Material supplied:
--- --- ---
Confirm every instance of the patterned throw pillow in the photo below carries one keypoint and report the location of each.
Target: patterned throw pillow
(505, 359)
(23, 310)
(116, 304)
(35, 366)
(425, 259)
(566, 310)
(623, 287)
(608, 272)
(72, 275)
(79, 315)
--- --- ---
What to work on: Please render the material above as a two-column CSV with the headers request and answer, one row per item, putting its text and its answer each in a single quoted field with line breaks replaced by spaces.

Task answer:
request,answer
"Confirm every instance of the patterned throw pillow in the photo below carries one keypoint and report the location of each. Target: patterned throw pillow","(505, 359) (23, 310) (116, 304) (35, 366) (425, 259) (566, 310) (623, 287) (608, 272) (72, 275) (79, 315)"